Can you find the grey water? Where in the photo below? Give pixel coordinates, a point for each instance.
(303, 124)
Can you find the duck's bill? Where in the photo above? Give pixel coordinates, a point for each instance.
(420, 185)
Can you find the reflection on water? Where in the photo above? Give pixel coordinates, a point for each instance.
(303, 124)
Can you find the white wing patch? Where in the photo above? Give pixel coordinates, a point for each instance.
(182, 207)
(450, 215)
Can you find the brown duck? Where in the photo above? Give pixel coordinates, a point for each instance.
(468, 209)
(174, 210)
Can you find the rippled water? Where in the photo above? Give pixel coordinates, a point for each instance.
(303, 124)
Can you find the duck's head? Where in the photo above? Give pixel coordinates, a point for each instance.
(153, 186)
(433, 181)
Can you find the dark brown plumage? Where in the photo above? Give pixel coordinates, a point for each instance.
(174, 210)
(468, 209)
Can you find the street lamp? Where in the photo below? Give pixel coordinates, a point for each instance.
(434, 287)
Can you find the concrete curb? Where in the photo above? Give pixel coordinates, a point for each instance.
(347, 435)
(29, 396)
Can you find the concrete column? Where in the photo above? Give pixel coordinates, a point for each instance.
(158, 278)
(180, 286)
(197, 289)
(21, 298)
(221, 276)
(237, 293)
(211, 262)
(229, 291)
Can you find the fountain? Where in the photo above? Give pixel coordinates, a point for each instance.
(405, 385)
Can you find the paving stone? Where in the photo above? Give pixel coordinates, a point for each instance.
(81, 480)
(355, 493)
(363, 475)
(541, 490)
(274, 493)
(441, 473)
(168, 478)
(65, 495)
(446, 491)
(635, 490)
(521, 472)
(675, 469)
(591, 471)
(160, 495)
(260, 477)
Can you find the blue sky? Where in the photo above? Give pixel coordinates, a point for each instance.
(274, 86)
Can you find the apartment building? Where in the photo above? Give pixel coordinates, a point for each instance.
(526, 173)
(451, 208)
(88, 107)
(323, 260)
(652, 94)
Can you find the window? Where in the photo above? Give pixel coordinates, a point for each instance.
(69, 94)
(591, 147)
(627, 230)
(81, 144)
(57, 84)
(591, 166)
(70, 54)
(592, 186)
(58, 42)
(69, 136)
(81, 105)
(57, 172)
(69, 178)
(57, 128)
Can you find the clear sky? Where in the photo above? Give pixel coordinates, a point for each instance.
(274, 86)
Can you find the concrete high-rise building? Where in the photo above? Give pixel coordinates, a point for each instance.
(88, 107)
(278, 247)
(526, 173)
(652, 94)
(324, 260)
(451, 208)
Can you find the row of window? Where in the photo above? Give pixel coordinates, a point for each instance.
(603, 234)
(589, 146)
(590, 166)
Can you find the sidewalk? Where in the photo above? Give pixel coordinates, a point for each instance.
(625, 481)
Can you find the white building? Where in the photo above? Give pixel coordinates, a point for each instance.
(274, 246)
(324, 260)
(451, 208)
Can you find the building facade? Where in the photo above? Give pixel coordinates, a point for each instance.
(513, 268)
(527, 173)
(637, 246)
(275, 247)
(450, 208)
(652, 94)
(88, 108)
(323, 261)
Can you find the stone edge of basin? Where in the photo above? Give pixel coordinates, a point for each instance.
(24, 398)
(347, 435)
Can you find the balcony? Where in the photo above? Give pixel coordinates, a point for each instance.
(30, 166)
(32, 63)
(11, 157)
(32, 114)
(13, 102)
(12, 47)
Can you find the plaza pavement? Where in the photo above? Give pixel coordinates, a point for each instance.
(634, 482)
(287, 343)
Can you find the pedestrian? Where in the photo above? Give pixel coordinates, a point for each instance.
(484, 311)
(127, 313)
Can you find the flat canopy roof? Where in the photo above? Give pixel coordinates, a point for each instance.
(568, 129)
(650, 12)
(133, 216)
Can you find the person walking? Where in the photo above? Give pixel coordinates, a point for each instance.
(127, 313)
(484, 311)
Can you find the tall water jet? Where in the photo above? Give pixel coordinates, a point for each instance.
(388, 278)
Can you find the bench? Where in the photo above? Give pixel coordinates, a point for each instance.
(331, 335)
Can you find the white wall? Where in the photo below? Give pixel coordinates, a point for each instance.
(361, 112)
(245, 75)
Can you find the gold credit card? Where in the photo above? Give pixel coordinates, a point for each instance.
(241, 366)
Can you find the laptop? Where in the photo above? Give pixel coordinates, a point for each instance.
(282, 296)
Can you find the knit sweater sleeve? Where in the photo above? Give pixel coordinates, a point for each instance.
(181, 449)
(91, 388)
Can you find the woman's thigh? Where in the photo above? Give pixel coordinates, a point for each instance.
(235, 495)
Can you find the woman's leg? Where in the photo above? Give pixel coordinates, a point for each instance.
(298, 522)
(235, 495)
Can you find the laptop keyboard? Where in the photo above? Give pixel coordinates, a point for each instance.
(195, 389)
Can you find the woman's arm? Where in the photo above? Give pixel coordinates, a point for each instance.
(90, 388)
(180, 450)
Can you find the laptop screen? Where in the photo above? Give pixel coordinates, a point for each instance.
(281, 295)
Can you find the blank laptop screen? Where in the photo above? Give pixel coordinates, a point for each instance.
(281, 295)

+-------+

Repeat the material above in full, quoting it exactly.

Can you find the grey water? Where in the photo below? Give pixel coordinates, a point for each instance.
(303, 124)
Can you find the duck's bill? Where in the photo above? Give pixel coordinates, a point for each instance.
(420, 185)
Can you find the reflection on water? Where in the photo above? Give pixel coordinates, a point for each instance.
(303, 124)
Can you find the white wing patch? Where in the photo above? Give pixel coordinates, a point for each instance.
(182, 207)
(450, 215)
Can you find the brown duck? Where in the photo above? Give pixel coordinates, a point for each instance.
(468, 209)
(174, 210)
Can you find the rippled water? Where in the photo above? Give pixel coordinates, a point for each instance.
(303, 124)
Can you find the duck's head? Where in the photo above? Give pixel coordinates, a point for each instance.
(153, 186)
(433, 181)
Can you find the dark brown plumage? Where in the photo above? Give pixel coordinates, a point for each instance.
(174, 210)
(468, 209)
Can you find the street lamp? Where in the photo below? Give pixel coordinates, a point for each instance.
(434, 287)
Can you find the concrete curb? Where in the photo above? Give pixel coordinates, a point for each instance.
(347, 435)
(29, 396)
Can you find the concrete column? Where in the photo above? Give pixel coordinates, a point for each instance.
(158, 278)
(180, 286)
(197, 289)
(21, 298)
(221, 276)
(237, 293)
(211, 262)
(229, 291)
Can you find the fountain? Where in the photo above? Give pixel coordinates, a point for each instance.
(405, 385)
Can you find the paving stone? Where in the photo above? Give pixel coordinates, a point for each instance.
(81, 480)
(355, 493)
(363, 475)
(541, 490)
(274, 493)
(441, 473)
(168, 478)
(65, 495)
(446, 491)
(635, 490)
(521, 472)
(675, 469)
(591, 471)
(160, 495)
(260, 477)
Can you find the blue sky? Where in the photo above? Give pixel coordinates, a point for each instance.
(274, 86)
Can you find the apartment building? Where in the photo above? Give pixel coordinates, a point for each instance.
(526, 173)
(451, 208)
(88, 107)
(323, 260)
(652, 94)
Can you find the window? Where in the photo above? Give pixel coordinates, a point for each instance.
(69, 94)
(591, 147)
(627, 230)
(81, 144)
(57, 84)
(591, 166)
(70, 54)
(592, 186)
(58, 42)
(69, 136)
(81, 105)
(57, 172)
(69, 178)
(57, 128)
Can you find the clear sky? Where in the photo above? Give pixel coordinates, a point for each instance.
(274, 86)
Can you find the concrete high-rise building? Where in the photo above? Give pixel coordinates, a point for each instance.
(88, 107)
(278, 247)
(526, 173)
(652, 94)
(324, 260)
(451, 208)
Can you find the row of window? Where in the photo above? Give pixel coordinates, a point for each instance.
(603, 234)
(589, 146)
(590, 166)
Can you find the sidewalk? Where in the photo above? Give pixel coordinates, a point for each instance.
(625, 481)
Can you find the white building? Where in the photo above? Give pixel coordinates, a point for each instance.
(274, 246)
(324, 260)
(451, 208)
Can you find the building facade? Where in the photo above? Give pixel coordinates, a point for each instance.
(513, 268)
(527, 173)
(637, 246)
(275, 247)
(450, 208)
(652, 94)
(88, 108)
(323, 261)
Can you find the stone edge of basin? Where in the photo above? Give pixel coordinates, a point for each instance.
(24, 398)
(347, 435)
Can you find the balcony? Where in the photo above? Give pixel coordinates, a point for each instance.
(30, 166)
(32, 63)
(11, 157)
(32, 114)
(13, 102)
(12, 47)
Can you find the plaza pavement? Where in the photo above? Give pixel coordinates, a point for each instance.
(634, 482)
(287, 343)
Can you find the pedestrian? Where in the photo above? Give pixel coordinates, a point for each instance.
(484, 311)
(127, 313)
Can you find the flat canopy roof? Where in the photo above? Give pixel coordinates, a point for each instance.
(568, 129)
(650, 12)
(133, 216)
Can you find the person walking? Where in the photo above? Give pixel coordinates, a point for each instance.
(127, 313)
(484, 311)
Can you find the tall water jet? Where in the photo above? Give pixel coordinates, a point for each instance.
(388, 278)
Can you find the bench? Where in the photo above? Give pixel coordinates, a point for each instance.
(331, 335)
Can you find the white wall? Where in the photo below? Give pixel coordinates, a point for each instance.
(361, 112)
(245, 75)
Can you find the gold credit card? Where in the photo above? Give pixel coordinates, a point for each instance.
(241, 366)
Can you find the laptop? Where in the photo above? Give pixel coordinates, a point for each instance.
(282, 296)
Can you find the knit sweater sleeve? Where in the photo above? Give pixel coordinates, a point for each instance.
(181, 449)
(91, 388)
Can you find the woman's thigh? Where in the photo above? Give pixel coordinates, a point for each instance.
(235, 495)
Can you find the woman's leg? Where in the photo above? Give pixel coordinates, a point for each instance.
(298, 522)
(235, 495)
Can you find the laptop keyboard? Where in the photo above? Give pixel coordinates, a point for each instance.
(195, 389)
Can you find the woman's arm? Where in the photo above? Give pixel coordinates, a point for each instance.
(90, 388)
(180, 450)
Can you find the laptop screen? Where in the photo above? Give pixel coordinates, a point for each instance.
(281, 295)
Can you find the blank laptop screen? Where in the photo above? Give pixel coordinates, a point for each instance.
(281, 295)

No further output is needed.